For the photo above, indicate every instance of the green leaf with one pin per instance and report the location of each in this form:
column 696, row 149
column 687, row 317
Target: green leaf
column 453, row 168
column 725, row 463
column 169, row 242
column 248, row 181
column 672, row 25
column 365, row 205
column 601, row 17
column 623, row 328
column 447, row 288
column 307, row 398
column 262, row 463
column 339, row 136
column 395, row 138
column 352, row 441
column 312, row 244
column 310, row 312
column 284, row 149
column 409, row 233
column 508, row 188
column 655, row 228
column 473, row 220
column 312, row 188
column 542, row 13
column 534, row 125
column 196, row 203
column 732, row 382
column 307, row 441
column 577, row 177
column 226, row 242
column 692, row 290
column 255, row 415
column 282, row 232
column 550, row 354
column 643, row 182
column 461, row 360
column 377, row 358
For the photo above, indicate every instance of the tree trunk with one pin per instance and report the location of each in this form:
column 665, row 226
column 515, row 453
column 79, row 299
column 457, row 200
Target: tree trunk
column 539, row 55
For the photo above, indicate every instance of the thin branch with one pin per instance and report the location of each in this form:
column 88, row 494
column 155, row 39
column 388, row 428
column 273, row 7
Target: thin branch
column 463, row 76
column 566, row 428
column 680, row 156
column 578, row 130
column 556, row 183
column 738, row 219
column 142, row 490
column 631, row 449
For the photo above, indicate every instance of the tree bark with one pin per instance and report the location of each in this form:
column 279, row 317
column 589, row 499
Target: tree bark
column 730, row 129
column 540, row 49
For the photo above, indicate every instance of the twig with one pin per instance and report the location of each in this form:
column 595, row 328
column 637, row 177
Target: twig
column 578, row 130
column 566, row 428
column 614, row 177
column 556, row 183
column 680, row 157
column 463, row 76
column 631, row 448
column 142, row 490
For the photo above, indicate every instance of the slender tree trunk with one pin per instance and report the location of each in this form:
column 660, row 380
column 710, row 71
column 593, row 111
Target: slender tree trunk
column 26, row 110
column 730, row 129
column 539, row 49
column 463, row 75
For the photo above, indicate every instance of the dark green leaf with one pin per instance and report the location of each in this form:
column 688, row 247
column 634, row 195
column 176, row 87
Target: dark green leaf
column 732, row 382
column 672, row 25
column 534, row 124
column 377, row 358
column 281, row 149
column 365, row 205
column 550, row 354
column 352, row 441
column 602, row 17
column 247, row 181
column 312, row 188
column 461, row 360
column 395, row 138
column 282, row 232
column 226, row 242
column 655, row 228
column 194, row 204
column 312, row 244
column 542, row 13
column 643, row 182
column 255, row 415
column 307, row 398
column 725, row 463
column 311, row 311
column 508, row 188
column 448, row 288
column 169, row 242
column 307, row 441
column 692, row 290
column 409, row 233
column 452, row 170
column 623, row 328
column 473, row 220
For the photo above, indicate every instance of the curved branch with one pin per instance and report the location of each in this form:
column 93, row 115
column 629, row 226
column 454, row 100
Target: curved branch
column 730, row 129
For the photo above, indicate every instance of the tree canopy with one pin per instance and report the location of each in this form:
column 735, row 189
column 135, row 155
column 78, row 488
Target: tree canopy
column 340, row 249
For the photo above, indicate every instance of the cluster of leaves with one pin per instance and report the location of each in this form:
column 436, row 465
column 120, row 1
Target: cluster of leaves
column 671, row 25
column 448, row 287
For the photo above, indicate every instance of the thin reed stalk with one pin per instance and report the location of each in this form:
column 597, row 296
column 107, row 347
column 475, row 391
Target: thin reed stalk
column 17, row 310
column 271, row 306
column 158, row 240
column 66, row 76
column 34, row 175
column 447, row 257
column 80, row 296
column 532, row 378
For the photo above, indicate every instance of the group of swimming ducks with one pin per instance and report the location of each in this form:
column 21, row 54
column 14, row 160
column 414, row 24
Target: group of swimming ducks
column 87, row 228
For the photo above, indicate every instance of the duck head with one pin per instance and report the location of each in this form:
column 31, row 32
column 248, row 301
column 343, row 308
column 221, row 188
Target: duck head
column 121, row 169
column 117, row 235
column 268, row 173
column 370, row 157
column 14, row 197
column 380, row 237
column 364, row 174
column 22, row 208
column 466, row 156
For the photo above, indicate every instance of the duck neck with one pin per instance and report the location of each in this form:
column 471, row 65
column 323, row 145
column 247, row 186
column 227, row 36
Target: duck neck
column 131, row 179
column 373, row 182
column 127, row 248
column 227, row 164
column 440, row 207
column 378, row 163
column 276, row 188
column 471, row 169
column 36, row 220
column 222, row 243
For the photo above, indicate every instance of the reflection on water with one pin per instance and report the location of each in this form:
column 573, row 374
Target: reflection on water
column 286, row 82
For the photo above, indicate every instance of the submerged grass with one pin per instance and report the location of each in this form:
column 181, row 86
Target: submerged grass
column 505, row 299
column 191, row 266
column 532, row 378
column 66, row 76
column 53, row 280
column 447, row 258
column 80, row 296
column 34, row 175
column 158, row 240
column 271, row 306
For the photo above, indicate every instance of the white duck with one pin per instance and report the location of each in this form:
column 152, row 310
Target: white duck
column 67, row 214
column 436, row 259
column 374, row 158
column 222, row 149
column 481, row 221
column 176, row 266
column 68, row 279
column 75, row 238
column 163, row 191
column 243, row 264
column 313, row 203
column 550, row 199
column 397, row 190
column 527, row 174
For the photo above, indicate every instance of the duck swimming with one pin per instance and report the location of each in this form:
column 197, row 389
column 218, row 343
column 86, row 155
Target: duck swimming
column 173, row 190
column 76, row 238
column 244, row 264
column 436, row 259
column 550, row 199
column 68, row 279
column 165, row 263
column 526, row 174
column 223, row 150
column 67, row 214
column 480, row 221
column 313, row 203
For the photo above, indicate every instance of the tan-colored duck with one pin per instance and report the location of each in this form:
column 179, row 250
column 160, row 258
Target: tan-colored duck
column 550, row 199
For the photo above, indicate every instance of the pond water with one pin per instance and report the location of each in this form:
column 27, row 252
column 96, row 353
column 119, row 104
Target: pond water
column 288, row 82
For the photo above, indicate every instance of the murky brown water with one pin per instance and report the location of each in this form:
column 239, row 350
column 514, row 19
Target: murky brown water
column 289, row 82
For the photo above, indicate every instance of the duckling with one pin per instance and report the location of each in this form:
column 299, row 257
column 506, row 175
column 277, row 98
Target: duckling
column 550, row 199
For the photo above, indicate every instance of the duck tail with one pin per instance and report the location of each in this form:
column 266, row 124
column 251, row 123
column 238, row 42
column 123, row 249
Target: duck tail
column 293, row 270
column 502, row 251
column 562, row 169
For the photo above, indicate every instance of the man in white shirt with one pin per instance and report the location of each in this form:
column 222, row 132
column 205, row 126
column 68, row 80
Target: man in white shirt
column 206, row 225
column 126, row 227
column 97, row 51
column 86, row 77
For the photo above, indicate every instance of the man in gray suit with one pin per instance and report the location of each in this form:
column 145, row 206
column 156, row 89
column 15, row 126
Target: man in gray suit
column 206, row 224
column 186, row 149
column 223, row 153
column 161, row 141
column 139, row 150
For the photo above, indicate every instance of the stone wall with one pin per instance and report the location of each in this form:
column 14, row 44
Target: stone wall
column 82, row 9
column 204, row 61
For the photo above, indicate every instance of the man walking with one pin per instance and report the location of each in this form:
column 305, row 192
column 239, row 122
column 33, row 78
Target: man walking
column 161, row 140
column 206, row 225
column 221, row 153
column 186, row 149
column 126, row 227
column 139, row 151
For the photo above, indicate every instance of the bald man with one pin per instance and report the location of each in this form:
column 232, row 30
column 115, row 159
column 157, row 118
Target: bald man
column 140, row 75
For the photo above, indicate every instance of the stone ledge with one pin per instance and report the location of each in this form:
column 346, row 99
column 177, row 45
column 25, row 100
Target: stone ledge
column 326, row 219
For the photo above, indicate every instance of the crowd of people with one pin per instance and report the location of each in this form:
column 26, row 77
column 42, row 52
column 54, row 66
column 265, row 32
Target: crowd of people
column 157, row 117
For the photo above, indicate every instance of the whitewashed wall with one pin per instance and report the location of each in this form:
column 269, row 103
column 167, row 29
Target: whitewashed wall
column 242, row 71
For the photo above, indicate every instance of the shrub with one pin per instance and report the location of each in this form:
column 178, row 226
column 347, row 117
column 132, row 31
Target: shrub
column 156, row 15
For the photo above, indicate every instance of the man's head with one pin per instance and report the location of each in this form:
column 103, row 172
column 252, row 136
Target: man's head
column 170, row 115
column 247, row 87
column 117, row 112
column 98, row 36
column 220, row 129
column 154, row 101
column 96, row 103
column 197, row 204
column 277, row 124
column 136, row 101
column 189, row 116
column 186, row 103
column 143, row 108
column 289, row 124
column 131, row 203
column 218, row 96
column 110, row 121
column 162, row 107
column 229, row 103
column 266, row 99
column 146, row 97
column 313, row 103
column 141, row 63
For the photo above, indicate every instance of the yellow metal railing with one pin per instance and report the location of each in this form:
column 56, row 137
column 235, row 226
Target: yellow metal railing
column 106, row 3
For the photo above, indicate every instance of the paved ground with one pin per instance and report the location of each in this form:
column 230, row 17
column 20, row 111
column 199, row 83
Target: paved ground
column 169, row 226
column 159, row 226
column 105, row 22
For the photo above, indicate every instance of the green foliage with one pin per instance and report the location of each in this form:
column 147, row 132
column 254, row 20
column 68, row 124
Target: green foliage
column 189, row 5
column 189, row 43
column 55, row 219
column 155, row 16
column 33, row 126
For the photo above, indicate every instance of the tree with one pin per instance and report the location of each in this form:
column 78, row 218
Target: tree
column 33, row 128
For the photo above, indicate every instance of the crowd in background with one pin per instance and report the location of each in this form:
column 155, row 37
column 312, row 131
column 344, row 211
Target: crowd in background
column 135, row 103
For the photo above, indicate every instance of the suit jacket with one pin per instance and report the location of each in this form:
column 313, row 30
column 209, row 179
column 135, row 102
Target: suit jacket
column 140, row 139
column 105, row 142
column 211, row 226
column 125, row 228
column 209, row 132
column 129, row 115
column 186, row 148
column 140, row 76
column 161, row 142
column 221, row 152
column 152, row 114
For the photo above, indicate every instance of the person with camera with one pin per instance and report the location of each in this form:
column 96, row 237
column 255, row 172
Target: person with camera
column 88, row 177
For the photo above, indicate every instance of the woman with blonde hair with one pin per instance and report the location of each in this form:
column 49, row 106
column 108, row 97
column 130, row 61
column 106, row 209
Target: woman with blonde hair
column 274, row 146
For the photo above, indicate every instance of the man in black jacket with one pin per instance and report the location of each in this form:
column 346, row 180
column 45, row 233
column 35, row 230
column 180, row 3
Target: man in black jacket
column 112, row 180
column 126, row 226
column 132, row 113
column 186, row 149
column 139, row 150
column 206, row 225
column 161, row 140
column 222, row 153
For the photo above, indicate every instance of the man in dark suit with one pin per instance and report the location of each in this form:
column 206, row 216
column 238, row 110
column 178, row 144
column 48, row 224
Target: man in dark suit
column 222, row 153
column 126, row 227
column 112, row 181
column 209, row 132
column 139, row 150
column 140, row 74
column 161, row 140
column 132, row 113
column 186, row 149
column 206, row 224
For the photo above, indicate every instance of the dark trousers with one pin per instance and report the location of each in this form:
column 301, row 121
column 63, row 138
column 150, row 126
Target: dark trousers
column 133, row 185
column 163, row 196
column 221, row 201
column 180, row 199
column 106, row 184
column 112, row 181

* [What is expected]: Lay out the lines of the records above as a numbered list, starting at the line containing "For the photo above, indicate every instance of the group" and ending at the line containing "column 466, row 156", and leave out any blank lines.

* [Response]:
1. For the photo above, indicate every instance of the group of swimming ducks with one pin per instance and report the location of each in this form:
2. column 21, row 54
3. column 14, row 160
4. column 414, row 24
5. Target: group of swimming ducks
6. column 87, row 228
7. For the photo above, indicate every instance of the duck head with one pin per instance and report the location of each in this form:
8. column 31, row 32
9. column 248, row 301
10. column 343, row 308
11. column 221, row 188
12. Target: duck head
13. column 121, row 169
14. column 117, row 235
15. column 268, row 173
16. column 370, row 157
17. column 14, row 197
18. column 380, row 237
19. column 364, row 174
20. column 22, row 208
21. column 466, row 156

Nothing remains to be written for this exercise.